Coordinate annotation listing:
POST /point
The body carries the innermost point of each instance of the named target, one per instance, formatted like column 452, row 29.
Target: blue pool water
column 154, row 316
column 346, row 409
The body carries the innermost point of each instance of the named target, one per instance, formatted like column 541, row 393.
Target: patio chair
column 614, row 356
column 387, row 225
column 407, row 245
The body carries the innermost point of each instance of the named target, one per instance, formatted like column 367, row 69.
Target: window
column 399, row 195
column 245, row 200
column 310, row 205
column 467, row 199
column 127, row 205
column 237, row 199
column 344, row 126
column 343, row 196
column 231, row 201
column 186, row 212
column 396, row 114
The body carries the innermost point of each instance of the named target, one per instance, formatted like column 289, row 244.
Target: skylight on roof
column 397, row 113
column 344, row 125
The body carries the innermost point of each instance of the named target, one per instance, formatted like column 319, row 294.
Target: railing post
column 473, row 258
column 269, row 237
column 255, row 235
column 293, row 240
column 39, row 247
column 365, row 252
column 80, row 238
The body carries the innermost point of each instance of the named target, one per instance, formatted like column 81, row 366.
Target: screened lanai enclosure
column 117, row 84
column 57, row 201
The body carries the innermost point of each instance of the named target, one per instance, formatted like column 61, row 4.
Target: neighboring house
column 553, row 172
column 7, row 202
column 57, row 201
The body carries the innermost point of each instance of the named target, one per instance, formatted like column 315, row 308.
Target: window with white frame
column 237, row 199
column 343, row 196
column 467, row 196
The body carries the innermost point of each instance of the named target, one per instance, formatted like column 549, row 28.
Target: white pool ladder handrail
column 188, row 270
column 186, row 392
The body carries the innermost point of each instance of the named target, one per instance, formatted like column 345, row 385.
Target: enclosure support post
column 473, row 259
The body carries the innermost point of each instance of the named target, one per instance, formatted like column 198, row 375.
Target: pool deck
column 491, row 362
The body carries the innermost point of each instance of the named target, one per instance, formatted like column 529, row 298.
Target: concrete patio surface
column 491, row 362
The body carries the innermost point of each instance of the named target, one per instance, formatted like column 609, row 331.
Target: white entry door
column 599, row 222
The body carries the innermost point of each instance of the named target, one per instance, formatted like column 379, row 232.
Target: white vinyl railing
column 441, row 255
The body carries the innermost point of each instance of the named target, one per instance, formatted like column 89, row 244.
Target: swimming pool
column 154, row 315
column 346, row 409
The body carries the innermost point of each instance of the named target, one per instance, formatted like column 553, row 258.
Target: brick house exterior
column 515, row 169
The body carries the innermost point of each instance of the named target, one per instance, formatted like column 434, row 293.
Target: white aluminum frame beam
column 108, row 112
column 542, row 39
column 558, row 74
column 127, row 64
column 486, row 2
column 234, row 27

==

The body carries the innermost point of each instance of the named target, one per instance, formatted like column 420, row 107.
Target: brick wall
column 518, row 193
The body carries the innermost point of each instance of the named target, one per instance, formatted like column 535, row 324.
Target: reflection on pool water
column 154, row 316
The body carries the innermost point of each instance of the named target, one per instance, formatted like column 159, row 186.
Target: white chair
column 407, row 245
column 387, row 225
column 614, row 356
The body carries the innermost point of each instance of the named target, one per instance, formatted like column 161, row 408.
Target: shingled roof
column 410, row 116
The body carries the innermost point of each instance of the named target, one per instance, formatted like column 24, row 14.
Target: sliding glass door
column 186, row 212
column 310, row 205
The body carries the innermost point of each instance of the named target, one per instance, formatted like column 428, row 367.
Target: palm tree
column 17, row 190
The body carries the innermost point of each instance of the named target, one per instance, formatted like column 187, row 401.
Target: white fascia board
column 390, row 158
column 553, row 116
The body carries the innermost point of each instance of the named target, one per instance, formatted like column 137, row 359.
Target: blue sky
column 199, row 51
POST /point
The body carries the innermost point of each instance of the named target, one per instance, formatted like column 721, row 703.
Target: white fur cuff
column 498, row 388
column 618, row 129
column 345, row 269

==

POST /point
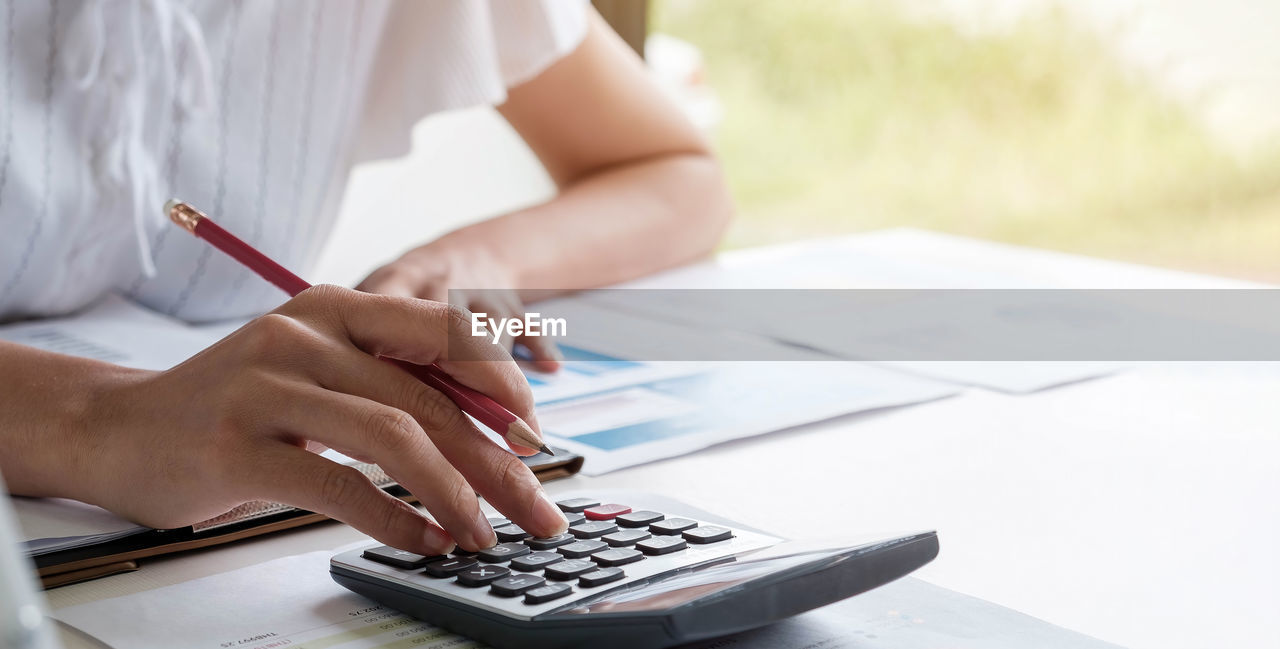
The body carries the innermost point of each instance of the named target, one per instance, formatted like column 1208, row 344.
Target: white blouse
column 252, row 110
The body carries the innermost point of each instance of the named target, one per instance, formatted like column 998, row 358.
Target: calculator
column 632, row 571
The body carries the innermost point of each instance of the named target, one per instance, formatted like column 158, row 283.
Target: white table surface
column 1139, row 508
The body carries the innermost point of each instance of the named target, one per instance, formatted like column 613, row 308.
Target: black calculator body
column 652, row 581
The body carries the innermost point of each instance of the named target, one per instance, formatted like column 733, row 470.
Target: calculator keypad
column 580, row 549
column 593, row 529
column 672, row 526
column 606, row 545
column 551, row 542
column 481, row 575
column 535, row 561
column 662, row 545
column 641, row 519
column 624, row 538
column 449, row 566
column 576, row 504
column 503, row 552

_Problem to solve:_
Lay out the lines of the listing as a JSON list of strings, with one string per line and any blank lines left out. Start at the line containing "161, row 408." and end at the line containing "column 345, row 269".

_Finished task:_
[
  "The body carries the innermost point of each instance of the named target, one per instance, formatted like column 161, row 408.",
  "Target: shingled roof",
  "column 410, row 116",
  "The body carries the innermost point of each instance of the named target, one per instance, formatted like column 24, row 14.",
  "Target: sliding glass door",
  "column 186, row 212",
  "column 310, row 205",
  "The body carries the innermost point of each instance of the named target, one per instance, formatted like column 428, row 367.",
  "Target: palm tree",
  "column 17, row 190",
  "The body carries the innermost point of each instance of the named target, one per instance, formatted like column 187, row 401.",
  "Target: white fascia board",
  "column 390, row 158",
  "column 553, row 116",
  "The body carries the innermost point of each instance of the named target, one per instance, formatted like column 137, row 359.",
  "Target: blue sky",
  "column 199, row 51",
  "POST /point",
  "The body carries the innermost point of each instance of the named target, one per instance, formatted like column 721, row 703.",
  "Target: white fur cuff",
  "column 498, row 388",
  "column 618, row 129",
  "column 345, row 269"
]